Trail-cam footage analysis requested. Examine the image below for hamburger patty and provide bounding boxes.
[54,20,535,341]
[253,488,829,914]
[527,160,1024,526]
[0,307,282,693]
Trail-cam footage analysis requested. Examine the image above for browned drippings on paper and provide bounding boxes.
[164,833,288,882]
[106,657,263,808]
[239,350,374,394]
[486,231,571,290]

— THE PROBLEM —
Revise the material, replacing each occurrence of "bounding boxes" with "box coordinates" and leaving everything else unchanged.

— SOLUTION BELOW —
Trail-cam footage analysis requested. Examine the image below for hamburger patty and provide box coordinates.
[54,20,535,341]
[253,488,829,914]
[527,160,1024,526]
[0,307,282,693]
Trail-cam footage analysis requested. Examine the image above for browned drippings on paper and provide box coordinates.
[164,833,288,882]
[106,657,263,808]
[239,350,374,394]
[486,231,571,290]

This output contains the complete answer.